▶ Directions for this task
Pick out each line in the material below that contains the word "green", and copy those lines.
#####
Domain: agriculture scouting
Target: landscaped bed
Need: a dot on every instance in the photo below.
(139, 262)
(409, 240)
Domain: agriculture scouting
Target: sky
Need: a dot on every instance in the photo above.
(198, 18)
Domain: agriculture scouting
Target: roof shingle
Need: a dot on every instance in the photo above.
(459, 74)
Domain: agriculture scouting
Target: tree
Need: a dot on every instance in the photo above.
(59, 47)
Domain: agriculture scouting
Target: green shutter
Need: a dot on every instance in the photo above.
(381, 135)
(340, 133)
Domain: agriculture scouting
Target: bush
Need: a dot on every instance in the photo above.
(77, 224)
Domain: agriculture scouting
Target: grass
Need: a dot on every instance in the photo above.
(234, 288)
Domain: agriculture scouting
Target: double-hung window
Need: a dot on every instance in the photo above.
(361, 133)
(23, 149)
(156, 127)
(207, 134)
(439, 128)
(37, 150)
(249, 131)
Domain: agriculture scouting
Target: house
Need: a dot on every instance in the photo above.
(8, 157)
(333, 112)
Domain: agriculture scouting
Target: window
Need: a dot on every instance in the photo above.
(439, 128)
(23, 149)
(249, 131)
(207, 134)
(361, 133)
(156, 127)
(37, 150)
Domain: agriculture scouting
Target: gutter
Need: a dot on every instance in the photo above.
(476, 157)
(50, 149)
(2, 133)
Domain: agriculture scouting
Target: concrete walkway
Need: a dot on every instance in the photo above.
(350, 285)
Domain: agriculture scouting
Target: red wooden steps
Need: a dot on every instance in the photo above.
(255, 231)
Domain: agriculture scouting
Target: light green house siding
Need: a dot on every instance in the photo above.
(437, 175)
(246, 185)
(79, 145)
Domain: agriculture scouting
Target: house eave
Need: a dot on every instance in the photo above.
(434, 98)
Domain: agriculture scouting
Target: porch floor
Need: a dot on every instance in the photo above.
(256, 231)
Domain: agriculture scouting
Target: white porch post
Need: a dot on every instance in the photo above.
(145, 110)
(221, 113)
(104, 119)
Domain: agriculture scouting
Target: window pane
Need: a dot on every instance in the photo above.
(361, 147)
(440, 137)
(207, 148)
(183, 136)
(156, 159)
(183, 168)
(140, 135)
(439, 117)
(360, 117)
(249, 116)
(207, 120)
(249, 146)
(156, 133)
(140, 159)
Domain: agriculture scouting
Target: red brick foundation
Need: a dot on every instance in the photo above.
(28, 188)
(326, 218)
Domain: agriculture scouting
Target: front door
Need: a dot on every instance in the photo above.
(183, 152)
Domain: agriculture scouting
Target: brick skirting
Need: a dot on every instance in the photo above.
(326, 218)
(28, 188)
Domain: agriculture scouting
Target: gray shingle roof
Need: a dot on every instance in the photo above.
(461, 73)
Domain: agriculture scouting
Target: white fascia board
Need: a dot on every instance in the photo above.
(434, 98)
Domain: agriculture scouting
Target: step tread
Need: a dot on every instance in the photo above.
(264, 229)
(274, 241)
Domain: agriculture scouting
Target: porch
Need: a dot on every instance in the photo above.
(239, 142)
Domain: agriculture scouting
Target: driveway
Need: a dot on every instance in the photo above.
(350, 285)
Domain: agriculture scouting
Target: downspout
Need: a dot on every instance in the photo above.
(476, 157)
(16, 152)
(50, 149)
#####
▶ Solution to this problem
Target: green shutter
Target: light green house siding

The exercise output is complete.